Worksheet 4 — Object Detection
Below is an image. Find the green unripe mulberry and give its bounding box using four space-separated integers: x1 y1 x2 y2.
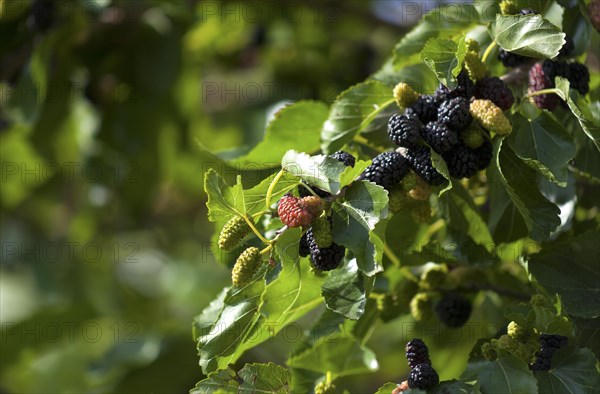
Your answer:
469 99 512 135
464 51 487 81
500 0 519 15
231 246 261 286
394 82 419 108
507 321 532 342
311 215 333 248
460 122 483 149
421 264 448 290
494 335 533 364
315 382 338 394
219 216 251 250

----

Write out the lines above again with "mulberry" swapped for "blackberry" and everything else kept the same. Leave out the picture.

Worksheet 4 — Object Detection
Below is an image. Find the green unripe blackberry and give its bounding box using four space-separated integers: x1 y1 x2 y2.
Your answer:
469 99 512 135
464 51 487 81
500 0 519 15
231 246 261 286
394 82 419 108
507 321 532 342
311 215 333 248
460 122 483 149
421 264 448 290
494 335 533 364
315 382 338 394
219 216 251 250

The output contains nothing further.